__EXERCISE OBJECTIVE__: In the radiology quiz case, what is the final diagnosis?

=== PASSAGE PROVIDED ===

QUIZ No. 38
CASE 38
A young male presented with a painless testicular lump noted incidentally. No history of trauma, fever, or infertility. Tumour markers (β-hCG, AFP, LDH) were within normal limits. USG and MRI images are provided. What’s the diagnosis?
USG
MRI
Findings: Well-defined intratesticular lesion, predominantly avascular on doppler. Shows characteristic laminated/concentric rings (onion-skin appearance). Internal echogenic whorled pattern with no posterior acoustic shadowing. T1/T2: Well-circumscribed round heterogeneously hyperintense lesion. DWI: Mild restricted diffusion.
Diagnosis. Testicular epidermoid cyst.
Testicular epidermoid cyst is a rare benign testicular tumor (~1% of testicular neoplasms); typically occurs in young men (2nd–4th decade).
A true epidermal inclusion cyst; composed of keratin debris lined by squamous epithelium; no germ cell tumor component, hence tumor markers are normal.
Imaging Features: US: Onion skin appearance; avascularity; usually well-encapsulated. MRI: Concentric T2 rings (target sign), absence of enhancement — most specific sign.

=== SOURCE INFORMATION ===

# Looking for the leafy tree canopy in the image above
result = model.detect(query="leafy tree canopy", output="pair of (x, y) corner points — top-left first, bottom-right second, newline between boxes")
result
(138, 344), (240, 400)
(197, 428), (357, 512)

===

__SOLUTION__: Testicular epidermoid cyst.